## Text for analysis
---*---

HDL, or high-density lipoprotein, is referred to as the "good cholesterol." Also known as "HDL cholesterol," the good form of cholesterol picks up excess cholesterol dropped off by low-density lipoproteins (LDLs) and transports it to your liver. You want this type of cholesterol to be as high as possible -- an HDL level of 60 mg/dL or higher is considered protective against heart disease. You can raise your HDL levels by losing weight, exercising, and quitting smoking. Certain medications can also help increase HDL.
High-density lipoprotein, or HDL for short, is also known as the "good cholesterol." HDL, a substance found within the body, is used to transport cholesterol.
In order to understand why HDL is known as the "good cholesterol," it may be helpful to know a little more about cholesterol and lipoproteins.
Cholesterol is a soft and waxy substance found in all of your body's cells. Your body needs some cholesterol in order to work properly. However, in order to get to all of your cells, cholesterol needs to travel through the bloodstream. But because cholesterol is a fat, it separates from the blood similar to the way that oil separates from water.
To keep this from happening, proteins form a shell around the cholesterol, making a "cholesterol complex." It is then released into the bloodstream and travels to where it needs to go.
A protein that is linked to cholesterol to form this cholesterol complex is called a "lipoprotein." There are several different types of lipoproteins. When talking about cholesterol, though, we normally focus on two: HDL (the good cholesterol) and LDL (the bad cholesterol). When it comes to HDL and LDL, the cholesterol is the same; what makes it good or bad is the type of lipoprotein that it is inside.

---*---

## Information shown
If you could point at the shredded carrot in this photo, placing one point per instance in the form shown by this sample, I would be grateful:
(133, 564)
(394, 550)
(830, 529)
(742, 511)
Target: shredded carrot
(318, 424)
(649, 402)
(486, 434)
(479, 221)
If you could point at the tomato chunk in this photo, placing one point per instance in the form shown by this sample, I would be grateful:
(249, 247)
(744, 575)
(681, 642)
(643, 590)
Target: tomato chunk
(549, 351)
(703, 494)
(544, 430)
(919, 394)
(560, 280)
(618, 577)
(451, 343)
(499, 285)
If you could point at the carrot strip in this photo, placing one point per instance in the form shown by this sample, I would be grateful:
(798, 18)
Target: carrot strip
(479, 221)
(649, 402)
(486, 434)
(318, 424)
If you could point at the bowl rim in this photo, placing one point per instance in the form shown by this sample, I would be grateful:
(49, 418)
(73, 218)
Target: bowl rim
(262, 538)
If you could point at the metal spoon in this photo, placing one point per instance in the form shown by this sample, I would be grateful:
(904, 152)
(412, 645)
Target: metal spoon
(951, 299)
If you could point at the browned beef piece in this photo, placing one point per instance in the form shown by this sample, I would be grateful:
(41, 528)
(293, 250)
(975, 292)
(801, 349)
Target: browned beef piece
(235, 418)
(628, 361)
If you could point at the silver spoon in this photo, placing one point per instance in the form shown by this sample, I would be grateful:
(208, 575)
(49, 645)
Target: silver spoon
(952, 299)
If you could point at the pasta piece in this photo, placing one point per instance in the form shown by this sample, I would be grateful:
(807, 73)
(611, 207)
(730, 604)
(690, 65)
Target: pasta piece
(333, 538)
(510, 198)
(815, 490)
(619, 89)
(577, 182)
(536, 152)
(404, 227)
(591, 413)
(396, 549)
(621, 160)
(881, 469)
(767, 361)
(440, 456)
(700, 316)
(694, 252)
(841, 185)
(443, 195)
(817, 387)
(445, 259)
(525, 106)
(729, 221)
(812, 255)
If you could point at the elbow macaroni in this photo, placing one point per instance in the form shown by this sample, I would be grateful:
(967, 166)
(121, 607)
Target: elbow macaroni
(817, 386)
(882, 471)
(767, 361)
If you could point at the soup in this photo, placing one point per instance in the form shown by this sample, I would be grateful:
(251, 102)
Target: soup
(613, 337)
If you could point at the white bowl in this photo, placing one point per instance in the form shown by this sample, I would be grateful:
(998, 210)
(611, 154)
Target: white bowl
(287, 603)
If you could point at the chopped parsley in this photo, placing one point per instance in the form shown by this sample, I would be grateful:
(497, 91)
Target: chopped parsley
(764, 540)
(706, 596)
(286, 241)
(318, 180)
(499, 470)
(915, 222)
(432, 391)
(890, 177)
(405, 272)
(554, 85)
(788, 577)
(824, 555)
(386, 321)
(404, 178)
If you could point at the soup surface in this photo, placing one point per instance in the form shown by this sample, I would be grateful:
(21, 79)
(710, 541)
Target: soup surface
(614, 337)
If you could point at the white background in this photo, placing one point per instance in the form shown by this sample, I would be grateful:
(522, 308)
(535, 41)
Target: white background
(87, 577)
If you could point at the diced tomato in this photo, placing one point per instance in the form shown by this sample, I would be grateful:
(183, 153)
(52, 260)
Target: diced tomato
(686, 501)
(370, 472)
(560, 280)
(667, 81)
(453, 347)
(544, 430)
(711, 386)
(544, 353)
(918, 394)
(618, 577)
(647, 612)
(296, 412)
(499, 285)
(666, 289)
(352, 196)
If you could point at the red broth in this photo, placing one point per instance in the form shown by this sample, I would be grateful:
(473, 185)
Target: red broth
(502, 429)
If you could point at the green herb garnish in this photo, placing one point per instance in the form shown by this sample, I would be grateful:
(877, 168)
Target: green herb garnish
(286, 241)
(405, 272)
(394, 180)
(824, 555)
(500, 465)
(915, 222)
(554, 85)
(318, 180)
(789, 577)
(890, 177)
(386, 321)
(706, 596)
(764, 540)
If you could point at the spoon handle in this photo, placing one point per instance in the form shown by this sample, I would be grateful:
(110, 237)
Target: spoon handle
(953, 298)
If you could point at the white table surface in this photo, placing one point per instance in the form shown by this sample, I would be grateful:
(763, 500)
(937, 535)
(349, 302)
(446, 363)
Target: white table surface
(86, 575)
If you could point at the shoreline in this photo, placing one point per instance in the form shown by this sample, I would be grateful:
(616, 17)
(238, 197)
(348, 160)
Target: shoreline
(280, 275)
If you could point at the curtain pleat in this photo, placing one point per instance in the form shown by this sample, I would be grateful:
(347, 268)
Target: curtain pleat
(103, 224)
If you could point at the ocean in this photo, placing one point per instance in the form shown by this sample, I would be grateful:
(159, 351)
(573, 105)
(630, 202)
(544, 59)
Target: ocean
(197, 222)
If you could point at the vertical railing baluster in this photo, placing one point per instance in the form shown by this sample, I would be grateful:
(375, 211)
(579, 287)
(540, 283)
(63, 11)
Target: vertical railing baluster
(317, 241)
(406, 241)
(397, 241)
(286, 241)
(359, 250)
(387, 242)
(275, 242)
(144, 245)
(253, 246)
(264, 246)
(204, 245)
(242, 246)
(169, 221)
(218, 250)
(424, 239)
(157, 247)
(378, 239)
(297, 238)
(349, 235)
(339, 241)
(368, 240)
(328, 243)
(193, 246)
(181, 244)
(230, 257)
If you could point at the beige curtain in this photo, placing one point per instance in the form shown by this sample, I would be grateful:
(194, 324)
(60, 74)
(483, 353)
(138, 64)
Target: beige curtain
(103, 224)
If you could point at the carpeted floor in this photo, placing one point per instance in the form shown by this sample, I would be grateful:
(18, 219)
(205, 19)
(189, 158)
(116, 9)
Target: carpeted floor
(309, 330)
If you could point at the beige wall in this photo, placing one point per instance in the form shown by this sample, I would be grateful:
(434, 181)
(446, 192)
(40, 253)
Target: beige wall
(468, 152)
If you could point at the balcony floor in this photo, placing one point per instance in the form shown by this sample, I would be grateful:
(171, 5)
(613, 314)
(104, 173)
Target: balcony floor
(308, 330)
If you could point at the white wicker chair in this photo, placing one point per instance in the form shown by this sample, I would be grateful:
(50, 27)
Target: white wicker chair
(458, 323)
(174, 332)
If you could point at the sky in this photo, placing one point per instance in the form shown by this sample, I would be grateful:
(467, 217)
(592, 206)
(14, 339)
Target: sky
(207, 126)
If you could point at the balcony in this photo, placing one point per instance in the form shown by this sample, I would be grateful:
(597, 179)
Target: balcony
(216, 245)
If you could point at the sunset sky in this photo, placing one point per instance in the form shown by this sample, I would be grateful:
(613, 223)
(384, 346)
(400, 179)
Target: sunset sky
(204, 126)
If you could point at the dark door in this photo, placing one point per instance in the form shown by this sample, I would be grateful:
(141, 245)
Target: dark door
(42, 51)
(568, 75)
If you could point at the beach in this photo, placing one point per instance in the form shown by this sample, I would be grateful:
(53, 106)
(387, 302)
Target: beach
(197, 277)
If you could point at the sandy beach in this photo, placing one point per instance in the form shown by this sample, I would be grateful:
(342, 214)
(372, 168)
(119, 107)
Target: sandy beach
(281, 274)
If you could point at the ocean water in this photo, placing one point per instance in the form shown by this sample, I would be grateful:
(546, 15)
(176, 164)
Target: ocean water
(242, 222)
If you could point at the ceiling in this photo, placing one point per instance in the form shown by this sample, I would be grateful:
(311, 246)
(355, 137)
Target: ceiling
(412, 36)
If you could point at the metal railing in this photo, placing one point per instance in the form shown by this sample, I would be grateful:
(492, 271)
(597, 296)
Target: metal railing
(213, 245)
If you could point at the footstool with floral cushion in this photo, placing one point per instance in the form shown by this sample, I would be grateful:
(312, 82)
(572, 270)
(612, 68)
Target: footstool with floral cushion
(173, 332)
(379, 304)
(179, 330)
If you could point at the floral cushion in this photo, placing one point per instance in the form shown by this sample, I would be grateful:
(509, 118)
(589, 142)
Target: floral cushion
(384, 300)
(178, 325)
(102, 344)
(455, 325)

---*---

## Questions to answer
1. Name every way the HDL text gives for raising HDL levels.
2. Copy the stretch of the HDL text from "To keep this" through "it is inside.".
The listing has no part in these tasks.

## Solutions
1.
- Losing weight
- Exercising
- Quitting smoking
- Certain medications

2.
To keep this from happening, proteins form a shell around the cholesterol, making a "cholesterol complex." It is then released into the bloodstream and travels to where it needs to go.
A protein that is linked to cholesterol to form this cholesterol complex is called a "lipoprotein." There are several different types of lipoproteins. When talking about cholesterol, though, we normally focus on two: HDL (the good cholesterol) and LDL (the bad cholesterol). When it comes to HDL and LDL, the cholesterol is the same; what makes it good or bad is the type of lipoprotein that it is inside.